● **Texte fourni**

= = = =

L’apport de ces expériences
Après El Khemis et Dousadj, j’ai été responsable d’un chantier d’été de quatre mois de l’EWG en Norvège et j’ai participé à deux autres chantiers du SCI à la fin des années 60. Puis j’ai été totalement pris par mes responsabilités familiales et professionnelles.
Mes expériences avec le SCI et avec l’EWG ont eu une importance essentielle pour déterminer ce que je suis devenu aujourd’hui. Les idéaux du SCI : pacifisme, non-violence et droits de l’homme étaient dans l’esprit du temps au cours des années 60. J’ai apprécié le sentiment de me trouver en-dehors du système. La confrontation fréquente d’idées avec les volontaires m’a permis de me situer intellectuellement et a été très stimulante. Je me souviens par exemple d’une discussion très animée à El Khemis au sujet de la création du nouveau Peace Corps américain, que d’autres pays commençaient à copier. Pour la plupart, nous y étions fortement opposés, car à notre avis ce type d’organisation risquait de servir surtout les intérêts nationaux, voire impérialistes. Par la suite, malgré mon admiration pour le dynamisme et l’efficacité de l’EWG, je me suis senti mal à l’aise vis-à-vis du rôle prédominant des Hollandais et de l’establishment dans sa gestion. Pendant le chantier, certains d’entre nous ont pensé que le chantier servait d’abord les intérêts néerlandais et bien entendu la stratégie géopolitique de l’Occident. Cela m’a fait prendre conscience de l’intérêt d’une organisation internationale non-gouvernementale comme le SCI.
Les chantiers ont constitué une expérience unique dont j’ai beaucoup appris. Je pense notamment qu’en dehors de la beauté des paysages et la richesse des cultures, El Khemis étaient tous deux des pays où l’Islam joue un rôle très important. J’ai acquis ainsi une expérience de première main, grâce à mes contacts quotidiens sur le chantier et dans les villages. J’ai été frappé par l’hospitalité naturelle et la chaleur des relations, qui contrastent avec le style plus distant des relations et avec les valeurs plus individualistes des pays du Nord. C’est la base de mon intérêt continu pour la religion et la culture musulmanes en général, ainsi que de mon effort constant pour comprendre et pour voir avec plus d’objectivité les événements et les relations entre musulmans et non musulmans dans le monde.
Le travail sur les chantiers m’a aidé en quelques sorte à me trouver moi-même, à trouver ma voie en matière de carrière et d’une certaine manière, à mieux comprendre le monde. J’ai beaucoup appris sur la participation à un travail en équipe avec des objectifs communs, sur l’importance de la cohésion du groupe et sur l’organisation. Je pense aussi que c’est grâce à cette expérience que j’ai acquis une certaine conscience politique. Ce n’est pas par hasard qu’après les chantiers je me suis orienté vers des professions pour lesquelles un esprit d’équipe est essentiel : le travail social et l’enseignement.
[1] A la différence du SCI, l’EWG n’avait pas de membres volontaires, mais seulement un petit groupe de jeunes gens de différents pays d’Europe, qui souhaitaient créer une organisation européenne du travail volontaire, pour aider les pays en développement. Le siège était à Amsterdam et le Conseil d’administration, composé de personnalités, était présidé par une princesse de Hollande. Il n’y avait que quatre ou cinq salariés, dont l’un, Secrétaire international, était responsable du projet de Dousadj. Les volontaires ne relevaient de l’EWG que pour la durée du chantier. L’organisation avait pour objectifs : a) d’inciter les jeunes à prendre une part active aux problèmes majeurs du temps ; b) de leur donner l’occasion de partager la responsabilité d’une aide aux plus défavorisés. L’EWG se définissait comme non gouvernemental, indépendante des religions et a-politique. Son financement dépendait de dons venant de diverses organismes, etde fondations.

= = = =

● **Données sources**
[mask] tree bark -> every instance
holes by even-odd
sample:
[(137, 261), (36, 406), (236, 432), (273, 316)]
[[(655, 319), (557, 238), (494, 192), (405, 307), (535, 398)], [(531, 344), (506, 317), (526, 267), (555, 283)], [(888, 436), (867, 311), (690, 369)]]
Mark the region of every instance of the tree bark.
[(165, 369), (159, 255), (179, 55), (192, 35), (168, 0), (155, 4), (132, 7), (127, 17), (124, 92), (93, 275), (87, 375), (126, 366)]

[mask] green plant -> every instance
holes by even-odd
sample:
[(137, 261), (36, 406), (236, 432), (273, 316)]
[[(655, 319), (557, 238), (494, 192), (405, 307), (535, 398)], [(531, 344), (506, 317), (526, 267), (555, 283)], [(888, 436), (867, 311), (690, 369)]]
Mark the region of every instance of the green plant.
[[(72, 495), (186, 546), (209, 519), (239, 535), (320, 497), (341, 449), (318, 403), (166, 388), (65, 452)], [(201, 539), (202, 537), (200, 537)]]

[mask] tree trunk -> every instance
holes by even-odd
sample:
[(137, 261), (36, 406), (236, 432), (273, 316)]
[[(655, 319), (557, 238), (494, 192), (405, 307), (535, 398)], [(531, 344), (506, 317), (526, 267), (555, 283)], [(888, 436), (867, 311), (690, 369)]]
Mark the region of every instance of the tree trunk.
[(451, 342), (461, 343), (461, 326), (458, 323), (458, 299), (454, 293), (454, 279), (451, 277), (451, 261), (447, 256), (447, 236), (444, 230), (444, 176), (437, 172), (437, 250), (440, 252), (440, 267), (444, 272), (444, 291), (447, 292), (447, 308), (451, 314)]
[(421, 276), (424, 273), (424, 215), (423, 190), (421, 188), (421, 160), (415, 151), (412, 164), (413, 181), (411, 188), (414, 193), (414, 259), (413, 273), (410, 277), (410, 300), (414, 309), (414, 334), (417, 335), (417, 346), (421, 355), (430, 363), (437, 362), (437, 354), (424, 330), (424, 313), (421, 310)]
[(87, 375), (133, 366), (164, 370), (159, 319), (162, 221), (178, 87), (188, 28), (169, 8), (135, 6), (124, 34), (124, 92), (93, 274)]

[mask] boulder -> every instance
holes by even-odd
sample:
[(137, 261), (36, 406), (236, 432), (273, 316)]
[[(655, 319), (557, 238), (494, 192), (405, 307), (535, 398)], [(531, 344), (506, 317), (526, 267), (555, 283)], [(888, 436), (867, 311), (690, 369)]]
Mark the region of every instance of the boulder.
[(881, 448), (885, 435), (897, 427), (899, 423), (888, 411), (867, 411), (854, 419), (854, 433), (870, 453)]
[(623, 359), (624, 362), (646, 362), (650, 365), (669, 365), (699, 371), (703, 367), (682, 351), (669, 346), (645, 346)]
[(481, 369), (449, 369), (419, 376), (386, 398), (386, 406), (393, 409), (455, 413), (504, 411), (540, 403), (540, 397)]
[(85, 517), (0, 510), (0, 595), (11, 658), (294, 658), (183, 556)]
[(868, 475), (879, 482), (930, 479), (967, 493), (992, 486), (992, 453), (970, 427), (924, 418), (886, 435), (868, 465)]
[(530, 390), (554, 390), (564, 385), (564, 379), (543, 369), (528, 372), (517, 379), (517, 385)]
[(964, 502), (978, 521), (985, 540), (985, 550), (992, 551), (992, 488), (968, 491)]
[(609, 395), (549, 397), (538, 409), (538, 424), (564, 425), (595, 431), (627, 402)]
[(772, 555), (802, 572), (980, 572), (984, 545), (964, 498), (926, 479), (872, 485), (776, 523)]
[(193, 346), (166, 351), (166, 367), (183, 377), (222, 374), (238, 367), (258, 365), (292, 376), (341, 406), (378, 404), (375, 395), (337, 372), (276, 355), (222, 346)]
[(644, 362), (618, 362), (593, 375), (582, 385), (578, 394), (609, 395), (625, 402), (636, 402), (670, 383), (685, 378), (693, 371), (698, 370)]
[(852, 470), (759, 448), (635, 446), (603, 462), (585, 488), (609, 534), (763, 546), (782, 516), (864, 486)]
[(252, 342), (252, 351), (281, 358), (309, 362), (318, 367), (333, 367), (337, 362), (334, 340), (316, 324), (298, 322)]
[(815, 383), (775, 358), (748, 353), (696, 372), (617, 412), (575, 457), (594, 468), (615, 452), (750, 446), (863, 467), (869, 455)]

= = = =

● **Consigne 1**
D'après le texte fourni, dans quelle ville se trouvait le siège de l'EWG ?
● **Consigne 2**
Dans le texte fourni, recopiez le passage qui commence par « Le travail sur » et se poursuit jusqu'à « social et l’enseignement. » en remplaçant « la cohésion » par « la solidarité ».

● **Votre réponse 1**
À Amsterdam.

● **Votre réponse 2**
Le travail sur les chantiers m’a aidé en quelques sorte à me trouver moi-même, à trouver ma voie en matière de carrière et d’une certaine manière, à mieux comprendre le monde. J’ai beaucoup appris sur la participation à un travail en équipe avec des objectifs communs, sur l’importance de la solidarité du groupe et sur l’organisation. Je pense aussi que c’est grâce à cette expérience que j’ai acquis une certaine conscience politique. Ce n’est pas par hasard qu’après les chantiers je me suis orienté vers des professions pour lesquelles un esprit d’équipe est essentiel : le travail social et l’enseignement.